Written task:
Copy the lines that follow, keeping every character the same.

(Dataset excerpts on object pointing)
....................
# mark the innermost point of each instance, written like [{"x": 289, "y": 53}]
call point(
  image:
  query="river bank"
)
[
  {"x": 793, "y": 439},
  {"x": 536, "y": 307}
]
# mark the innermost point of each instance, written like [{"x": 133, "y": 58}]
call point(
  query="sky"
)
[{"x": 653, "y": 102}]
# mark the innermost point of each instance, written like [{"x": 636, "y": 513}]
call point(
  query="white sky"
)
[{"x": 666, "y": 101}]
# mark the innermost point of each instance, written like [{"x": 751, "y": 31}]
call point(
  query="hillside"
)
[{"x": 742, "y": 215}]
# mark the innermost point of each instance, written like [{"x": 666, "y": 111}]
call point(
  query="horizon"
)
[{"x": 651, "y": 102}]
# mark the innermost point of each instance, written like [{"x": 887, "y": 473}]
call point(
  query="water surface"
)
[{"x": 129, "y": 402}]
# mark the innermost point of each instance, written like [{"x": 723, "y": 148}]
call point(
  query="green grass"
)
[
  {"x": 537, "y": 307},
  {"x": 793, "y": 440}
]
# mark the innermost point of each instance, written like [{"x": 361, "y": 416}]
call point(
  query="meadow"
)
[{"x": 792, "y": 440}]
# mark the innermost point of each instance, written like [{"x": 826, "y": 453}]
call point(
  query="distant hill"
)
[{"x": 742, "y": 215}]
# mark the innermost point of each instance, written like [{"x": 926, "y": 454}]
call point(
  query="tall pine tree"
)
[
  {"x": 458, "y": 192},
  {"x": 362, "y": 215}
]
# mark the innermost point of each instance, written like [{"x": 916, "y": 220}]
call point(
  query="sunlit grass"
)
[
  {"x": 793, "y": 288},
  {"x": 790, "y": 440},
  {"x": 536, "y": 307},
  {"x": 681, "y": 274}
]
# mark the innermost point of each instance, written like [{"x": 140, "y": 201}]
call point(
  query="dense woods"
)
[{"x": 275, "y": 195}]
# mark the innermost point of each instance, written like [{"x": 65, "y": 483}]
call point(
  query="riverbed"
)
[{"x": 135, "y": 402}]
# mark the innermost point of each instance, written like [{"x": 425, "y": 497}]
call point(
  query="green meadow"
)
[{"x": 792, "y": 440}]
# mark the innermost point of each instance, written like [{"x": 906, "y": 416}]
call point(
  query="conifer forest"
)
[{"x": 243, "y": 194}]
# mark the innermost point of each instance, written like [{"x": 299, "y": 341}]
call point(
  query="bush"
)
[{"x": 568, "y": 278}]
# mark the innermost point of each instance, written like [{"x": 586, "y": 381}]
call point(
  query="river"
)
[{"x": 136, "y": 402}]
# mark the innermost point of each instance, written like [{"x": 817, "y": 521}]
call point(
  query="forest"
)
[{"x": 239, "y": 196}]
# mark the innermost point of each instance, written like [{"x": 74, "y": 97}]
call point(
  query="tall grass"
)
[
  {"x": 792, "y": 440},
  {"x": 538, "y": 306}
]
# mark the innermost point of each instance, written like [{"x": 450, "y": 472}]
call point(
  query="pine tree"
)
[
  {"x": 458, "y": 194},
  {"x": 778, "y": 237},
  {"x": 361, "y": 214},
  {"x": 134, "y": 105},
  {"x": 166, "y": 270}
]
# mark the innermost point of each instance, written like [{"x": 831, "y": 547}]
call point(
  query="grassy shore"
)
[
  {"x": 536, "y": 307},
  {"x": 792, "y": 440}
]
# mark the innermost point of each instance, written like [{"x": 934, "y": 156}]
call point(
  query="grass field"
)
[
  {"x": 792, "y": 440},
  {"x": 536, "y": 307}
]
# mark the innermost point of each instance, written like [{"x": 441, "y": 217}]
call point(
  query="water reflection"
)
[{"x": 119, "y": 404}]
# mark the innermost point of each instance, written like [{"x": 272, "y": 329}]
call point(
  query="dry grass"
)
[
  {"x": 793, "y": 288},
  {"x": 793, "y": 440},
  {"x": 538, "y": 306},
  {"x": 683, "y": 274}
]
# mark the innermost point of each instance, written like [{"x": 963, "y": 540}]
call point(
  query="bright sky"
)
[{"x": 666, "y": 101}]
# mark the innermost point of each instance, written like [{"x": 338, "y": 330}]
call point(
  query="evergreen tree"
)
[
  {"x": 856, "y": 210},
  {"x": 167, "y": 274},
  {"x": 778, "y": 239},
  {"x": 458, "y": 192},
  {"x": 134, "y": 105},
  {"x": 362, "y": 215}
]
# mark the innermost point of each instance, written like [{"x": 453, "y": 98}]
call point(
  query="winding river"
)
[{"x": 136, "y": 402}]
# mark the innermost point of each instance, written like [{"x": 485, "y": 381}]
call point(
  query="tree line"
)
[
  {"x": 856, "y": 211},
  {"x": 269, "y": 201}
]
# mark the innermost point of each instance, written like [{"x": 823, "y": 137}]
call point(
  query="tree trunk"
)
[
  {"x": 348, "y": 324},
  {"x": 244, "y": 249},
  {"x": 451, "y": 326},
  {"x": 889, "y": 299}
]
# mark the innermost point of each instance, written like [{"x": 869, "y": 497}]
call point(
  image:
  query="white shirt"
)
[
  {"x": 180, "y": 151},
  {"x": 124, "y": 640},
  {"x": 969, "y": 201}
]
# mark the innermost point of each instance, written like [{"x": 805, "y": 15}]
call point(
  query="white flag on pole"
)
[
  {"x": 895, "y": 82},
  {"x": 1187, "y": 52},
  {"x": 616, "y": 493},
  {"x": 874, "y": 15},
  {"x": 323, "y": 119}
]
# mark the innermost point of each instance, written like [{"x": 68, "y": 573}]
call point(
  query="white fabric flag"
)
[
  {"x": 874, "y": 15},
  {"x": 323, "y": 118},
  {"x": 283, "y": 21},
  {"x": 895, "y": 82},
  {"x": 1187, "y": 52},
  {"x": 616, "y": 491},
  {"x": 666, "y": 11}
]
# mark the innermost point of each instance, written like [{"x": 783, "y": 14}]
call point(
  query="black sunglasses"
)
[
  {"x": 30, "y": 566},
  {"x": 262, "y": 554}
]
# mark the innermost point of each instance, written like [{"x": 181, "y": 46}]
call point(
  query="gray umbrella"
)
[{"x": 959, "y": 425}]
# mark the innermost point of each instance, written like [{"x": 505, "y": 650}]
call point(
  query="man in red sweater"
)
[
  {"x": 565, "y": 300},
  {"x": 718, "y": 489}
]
....................
Finished answer:
# mark the innermost point of each instance, written like [{"x": 289, "y": 53}]
call point(
  image:
  query="river bank"
)
[
  {"x": 793, "y": 439},
  {"x": 536, "y": 307}
]
# mark the innermost point of each instance, written like [{"x": 133, "y": 58}]
call point(
  query="sky"
)
[{"x": 653, "y": 102}]
# mark the innermost point of each instance, written like [{"x": 636, "y": 513}]
call point(
  query="white sky"
)
[{"x": 666, "y": 101}]
# mark the innermost point of each instance, written like [{"x": 751, "y": 31}]
call point(
  query="hillside"
)
[{"x": 742, "y": 215}]
# mark the innermost point of each instance, written like [{"x": 666, "y": 111}]
call point(
  query="horizon"
)
[{"x": 651, "y": 102}]
# mark the innermost point of each instance, written like [{"x": 887, "y": 473}]
call point(
  query="water surface"
)
[{"x": 129, "y": 402}]
# mark the innermost point of each instance, written like [{"x": 723, "y": 148}]
call point(
  query="green grass"
)
[
  {"x": 537, "y": 307},
  {"x": 793, "y": 440}
]
# mark the innermost point of each instance, written like [{"x": 361, "y": 416}]
call point(
  query="meadow"
)
[{"x": 792, "y": 440}]
# mark the innermost point of each instance, written like [{"x": 826, "y": 453}]
call point(
  query="distant hill"
)
[{"x": 742, "y": 215}]
# mark the innermost point of each instance, written like [{"x": 926, "y": 454}]
call point(
  query="tall pine tree"
)
[
  {"x": 458, "y": 192},
  {"x": 362, "y": 215}
]
# mark the innermost point of each instance, written like [{"x": 916, "y": 220}]
call point(
  query="sunlit grass"
)
[
  {"x": 793, "y": 288},
  {"x": 790, "y": 440},
  {"x": 536, "y": 307},
  {"x": 681, "y": 274}
]
# mark the innermost point of each instance, written like [{"x": 140, "y": 201}]
call point(
  query="dense woods"
)
[{"x": 275, "y": 195}]
# mark the innermost point of each instance, written like [{"x": 65, "y": 483}]
call point(
  query="riverbed"
)
[{"x": 135, "y": 402}]
# mark the innermost point of each instance, written like [{"x": 425, "y": 497}]
call point(
  query="green meadow"
)
[{"x": 792, "y": 440}]
# mark the innermost point of each instance, written like [{"x": 906, "y": 416}]
call point(
  query="conifer forest"
)
[{"x": 243, "y": 194}]
# mark the innermost point of each instance, written like [{"x": 299, "y": 341}]
call point(
  query="bush"
)
[{"x": 568, "y": 278}]
# mark the innermost point of each instance, written like [{"x": 586, "y": 381}]
call point(
  query="river"
)
[{"x": 136, "y": 402}]
# mark the innermost point of each instance, written like [{"x": 817, "y": 521}]
call point(
  query="forest"
)
[{"x": 239, "y": 196}]
# mark the innermost point of each instance, written like [{"x": 74, "y": 97}]
call point(
  query="tall grass"
)
[
  {"x": 792, "y": 440},
  {"x": 538, "y": 306}
]
# mark the innermost point of each instance, written like [{"x": 450, "y": 472}]
call point(
  query="pine tree"
)
[
  {"x": 458, "y": 194},
  {"x": 778, "y": 237},
  {"x": 361, "y": 214},
  {"x": 134, "y": 105},
  {"x": 166, "y": 270}
]
# mark the innermost point of each instance, written like [{"x": 831, "y": 547}]
call point(
  query="grassy shore"
)
[
  {"x": 536, "y": 307},
  {"x": 792, "y": 440}
]
# mark the innermost point of each instance, written like [{"x": 934, "y": 156}]
call point(
  query="grass field"
)
[
  {"x": 792, "y": 440},
  {"x": 536, "y": 307}
]
# mark the innermost point of each instance, written like [{"x": 441, "y": 217}]
call point(
  query="water reflection"
)
[{"x": 119, "y": 404}]
# mark the innermost point of each instance, written like [{"x": 272, "y": 329}]
call point(
  query="dry grass"
)
[
  {"x": 793, "y": 288},
  {"x": 793, "y": 440},
  {"x": 538, "y": 306},
  {"x": 683, "y": 274}
]
# mark the innermost point of each instance, written like [{"x": 963, "y": 540}]
call point(
  query="bright sky"
)
[{"x": 666, "y": 101}]
# mark the innermost point of each instance, written like [{"x": 338, "y": 330}]
call point(
  query="evergreen tree"
)
[
  {"x": 856, "y": 210},
  {"x": 167, "y": 274},
  {"x": 778, "y": 239},
  {"x": 458, "y": 192},
  {"x": 134, "y": 105},
  {"x": 362, "y": 215}
]
# mark the innermost point of each instance, written like [{"x": 453, "y": 98}]
call point(
  query="winding river"
)
[{"x": 136, "y": 402}]
# mark the innermost point of each instance, written like [{"x": 485, "y": 381}]
call point(
  query="tree line"
)
[
  {"x": 856, "y": 211},
  {"x": 269, "y": 201}
]
# mark the innermost point of each instance, written like [{"x": 823, "y": 137}]
call point(
  query="tree trunk"
)
[
  {"x": 348, "y": 324},
  {"x": 244, "y": 249},
  {"x": 451, "y": 326},
  {"x": 889, "y": 299}
]
# mark the innermost point of each instance, written like [{"x": 869, "y": 497}]
call point(
  image:
  query="white shirt"
)
[
  {"x": 180, "y": 151},
  {"x": 124, "y": 640},
  {"x": 969, "y": 201}
]
# mark the innermost point of each instance, written like [{"x": 805, "y": 15}]
call point(
  query="white flag on pole"
)
[
  {"x": 895, "y": 82},
  {"x": 1187, "y": 52},
  {"x": 616, "y": 493},
  {"x": 874, "y": 15},
  {"x": 323, "y": 119}
]
# mark the innermost point of each instance, written like [{"x": 68, "y": 573}]
call point(
  query="white fabric flag"
)
[
  {"x": 874, "y": 15},
  {"x": 323, "y": 118},
  {"x": 283, "y": 21},
  {"x": 895, "y": 82},
  {"x": 1187, "y": 52},
  {"x": 616, "y": 491},
  {"x": 666, "y": 11}
]
# mark the innermost point of each instance, written like [{"x": 783, "y": 14}]
call point(
  query="black sunglasses"
)
[
  {"x": 30, "y": 566},
  {"x": 262, "y": 554}
]
# mark the innermost point of each instance, written like [{"x": 181, "y": 46}]
call point(
  query="gray umbrella"
)
[{"x": 959, "y": 425}]
# mark the innermost point of each instance, written like [{"x": 505, "y": 650}]
call point(
  query="man in red sweater"
)
[
  {"x": 565, "y": 300},
  {"x": 718, "y": 489}
]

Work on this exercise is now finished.